» Excerpt:
- - -

Pedant on the Loose!

Blake’s mention of a “First Night” celebration in Boston, coupled with memories of many stories about similar celebrations in upstate New York (Albany and Saratoga), have triggered this.

The problem: “First Night” celebrations are held on New Year’s Eve, which is the LAST night of the year. I mean seriously, WTF? After midnight, it’s A.M. — Morning*. The organizers must be the same bunch of differently-abled mathletes that celebrated the new millennium when the calendar rolled over to 2000.

*Don’t believe me? Call someone normally asleep at 2 A.M. and see of the they don’t yell at you for waking them up at two in the morning!

Oh, By the Way …

Whoever called a little while back, woke me up and asked me, “Who is this?”

I hope you get your own special circle in Hell. Screw you.

(Phone calls in the middle of the night are invariably bad news. Either a wrong number, or some sort of emergency. Either way you’re jolted awake, with that adrenaline release.)

JW, Please Purchase a Clue

Because you are a valued customer and your opinion is important to us, we would like to periodically ask you to provide feedback regarding your experience with our hotels. The feedback we collect from our customers is used to make improvements to our hotels and processes so we can better serve you.

However, our records indicate that you have not given us permission to send customer survey invitations to you at this email address. If you would like the opportunity to provide occasional feedback, please give us permission to contact you (https://www.blahblahblah) at this email address to complete future surveys. This permission is for research purposes only and does not give us permission to send you any marketing or promotional information.

Thank you in advance for your feedback and for spending your time away from home at Marriott.

Sincerely,

J.W. Marriott, Jr.
Chairman and Chief Executive Officer
Marriott International, Inc.

Um, no? Not in a house, not with a mouse?

Or, to use a phrase I learned in the navy: Not only no, but @%#$ no!

The point of “please don’t use my email to contact me” was “don’t contact me.”

The Corner of My Mind

Body still on west-coast time, but with an east-coast schedule. There is much caffeine in my future.

Thoughts from this past week:

Airline travel really sucks. There is no space in coach, and the seats are really uncomfortable — my back still hurts. Next thing you know they will charge for air.

Note to TSA guy: if you are going to admonish me for not following the procedure going through the checkpoint (my shoes were on top of my laptop), it would help if someone would tell us what the procedures actually are. They aren’t posted anywhere. So I’ll say now what I couldn’t say then: bite me.

To the lady that tilted her seat back, almost pinning me in. And then giving me and my row-mates a movie-theater international-symbol-for-annoyed scowling-over-the-shoulder glance every time someone got up (it’s a six-hour flight) and having to grab your headrest. Caveat emptor. Thanks for finally cluing in somewhere over Nevada and straightening your seat.

- - -

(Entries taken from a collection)
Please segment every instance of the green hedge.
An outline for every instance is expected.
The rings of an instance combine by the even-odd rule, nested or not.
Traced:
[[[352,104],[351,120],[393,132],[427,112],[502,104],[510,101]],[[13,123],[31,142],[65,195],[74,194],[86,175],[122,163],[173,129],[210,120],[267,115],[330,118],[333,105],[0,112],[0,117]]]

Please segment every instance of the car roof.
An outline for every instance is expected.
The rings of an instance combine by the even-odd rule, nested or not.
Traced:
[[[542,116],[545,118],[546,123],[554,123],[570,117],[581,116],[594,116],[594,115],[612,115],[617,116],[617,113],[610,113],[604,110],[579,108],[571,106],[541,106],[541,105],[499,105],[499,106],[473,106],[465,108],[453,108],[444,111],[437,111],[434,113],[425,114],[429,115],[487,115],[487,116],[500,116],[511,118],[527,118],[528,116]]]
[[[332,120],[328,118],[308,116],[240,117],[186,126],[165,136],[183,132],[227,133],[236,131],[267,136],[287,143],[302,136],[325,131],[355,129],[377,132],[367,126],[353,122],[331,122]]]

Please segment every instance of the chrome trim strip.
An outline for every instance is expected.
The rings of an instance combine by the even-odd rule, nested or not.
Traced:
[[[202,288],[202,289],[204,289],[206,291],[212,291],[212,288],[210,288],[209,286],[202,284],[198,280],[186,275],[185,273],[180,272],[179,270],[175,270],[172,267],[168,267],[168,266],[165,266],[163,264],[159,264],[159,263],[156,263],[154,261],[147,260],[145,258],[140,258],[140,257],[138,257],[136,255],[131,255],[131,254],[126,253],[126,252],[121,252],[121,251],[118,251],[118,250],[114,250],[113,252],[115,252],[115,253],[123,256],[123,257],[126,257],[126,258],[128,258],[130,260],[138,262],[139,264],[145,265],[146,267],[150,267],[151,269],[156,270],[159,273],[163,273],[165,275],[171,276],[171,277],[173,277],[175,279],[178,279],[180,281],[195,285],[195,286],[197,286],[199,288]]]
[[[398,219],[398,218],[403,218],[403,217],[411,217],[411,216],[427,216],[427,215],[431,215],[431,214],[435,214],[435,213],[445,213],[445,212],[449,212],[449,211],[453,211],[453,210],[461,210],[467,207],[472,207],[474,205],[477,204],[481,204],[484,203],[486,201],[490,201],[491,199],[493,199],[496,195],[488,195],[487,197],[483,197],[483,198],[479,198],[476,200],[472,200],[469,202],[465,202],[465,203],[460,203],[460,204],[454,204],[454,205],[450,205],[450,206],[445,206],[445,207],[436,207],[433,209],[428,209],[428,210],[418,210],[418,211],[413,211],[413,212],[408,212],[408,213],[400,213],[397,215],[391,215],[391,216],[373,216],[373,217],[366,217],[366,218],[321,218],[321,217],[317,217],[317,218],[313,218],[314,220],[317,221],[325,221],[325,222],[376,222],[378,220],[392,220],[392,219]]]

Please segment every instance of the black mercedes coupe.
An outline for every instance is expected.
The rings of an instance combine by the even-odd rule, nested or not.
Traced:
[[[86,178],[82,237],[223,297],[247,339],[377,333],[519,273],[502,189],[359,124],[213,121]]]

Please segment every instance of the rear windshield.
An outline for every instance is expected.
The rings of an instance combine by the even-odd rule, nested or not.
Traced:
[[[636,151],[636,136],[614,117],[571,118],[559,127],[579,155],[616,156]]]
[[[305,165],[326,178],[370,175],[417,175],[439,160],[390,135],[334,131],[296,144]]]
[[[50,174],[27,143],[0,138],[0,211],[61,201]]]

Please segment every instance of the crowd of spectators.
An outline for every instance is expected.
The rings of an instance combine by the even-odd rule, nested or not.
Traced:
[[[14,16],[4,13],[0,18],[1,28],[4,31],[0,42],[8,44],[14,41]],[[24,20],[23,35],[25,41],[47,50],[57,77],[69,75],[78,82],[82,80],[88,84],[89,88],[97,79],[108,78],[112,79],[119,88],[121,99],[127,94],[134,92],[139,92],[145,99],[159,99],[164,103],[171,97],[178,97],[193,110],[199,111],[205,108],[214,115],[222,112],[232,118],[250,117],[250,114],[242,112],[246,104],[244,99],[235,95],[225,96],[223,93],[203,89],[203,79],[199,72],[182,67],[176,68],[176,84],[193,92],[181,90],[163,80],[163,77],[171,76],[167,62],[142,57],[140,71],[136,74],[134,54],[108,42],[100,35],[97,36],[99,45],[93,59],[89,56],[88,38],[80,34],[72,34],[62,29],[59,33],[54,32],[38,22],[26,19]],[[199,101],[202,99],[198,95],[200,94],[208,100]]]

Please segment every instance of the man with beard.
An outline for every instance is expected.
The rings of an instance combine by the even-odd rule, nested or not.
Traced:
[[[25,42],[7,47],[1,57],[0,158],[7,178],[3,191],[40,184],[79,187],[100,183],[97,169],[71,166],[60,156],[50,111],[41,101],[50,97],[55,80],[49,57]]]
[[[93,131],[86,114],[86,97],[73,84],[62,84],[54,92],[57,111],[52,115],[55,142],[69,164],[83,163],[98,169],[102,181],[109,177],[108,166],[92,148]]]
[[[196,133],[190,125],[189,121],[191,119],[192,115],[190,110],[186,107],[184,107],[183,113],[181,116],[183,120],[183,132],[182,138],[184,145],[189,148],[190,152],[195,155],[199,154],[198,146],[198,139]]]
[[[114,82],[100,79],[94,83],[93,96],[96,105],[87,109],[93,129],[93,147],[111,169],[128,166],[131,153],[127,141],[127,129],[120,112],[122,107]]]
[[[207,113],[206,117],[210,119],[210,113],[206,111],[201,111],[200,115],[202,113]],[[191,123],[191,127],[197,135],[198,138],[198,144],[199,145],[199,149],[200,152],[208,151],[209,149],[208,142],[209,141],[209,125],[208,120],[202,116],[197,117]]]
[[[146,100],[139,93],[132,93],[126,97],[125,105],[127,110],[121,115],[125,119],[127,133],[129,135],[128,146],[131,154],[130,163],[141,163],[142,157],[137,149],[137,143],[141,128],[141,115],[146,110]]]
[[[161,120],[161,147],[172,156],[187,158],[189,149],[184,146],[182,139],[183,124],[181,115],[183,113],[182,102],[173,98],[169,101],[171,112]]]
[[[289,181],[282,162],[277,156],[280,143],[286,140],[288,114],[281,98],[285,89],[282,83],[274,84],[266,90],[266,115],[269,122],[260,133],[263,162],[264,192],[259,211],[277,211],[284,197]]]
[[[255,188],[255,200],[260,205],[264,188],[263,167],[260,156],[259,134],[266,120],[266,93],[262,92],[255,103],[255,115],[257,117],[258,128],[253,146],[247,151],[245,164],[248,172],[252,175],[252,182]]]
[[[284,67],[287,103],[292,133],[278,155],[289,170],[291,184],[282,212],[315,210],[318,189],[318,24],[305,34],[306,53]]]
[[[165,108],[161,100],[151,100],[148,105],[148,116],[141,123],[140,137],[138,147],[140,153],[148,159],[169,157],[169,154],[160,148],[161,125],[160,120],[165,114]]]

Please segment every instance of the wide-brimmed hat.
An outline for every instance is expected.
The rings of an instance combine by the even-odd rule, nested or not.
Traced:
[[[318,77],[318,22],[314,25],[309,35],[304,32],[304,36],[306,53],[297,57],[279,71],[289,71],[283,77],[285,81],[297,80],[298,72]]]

- - -

» What to do:
A - Translate this sentence from the blog post into Spanish: "Phone calls in the middle of the night are invariably bad news."
B - List every section heading in the blog post.
C - According to the blog post, how long is the flight on which the lady tilted her seat back?

» Solutions in order:
A - Las llamadas telefónicas en mitad de la noche son invariablemente malas noticias.

B -
Pedant on the Loose!
Oh, By the Way …
JW, Please Purchase a Clue
The Corner of My Mind

C - Six hours.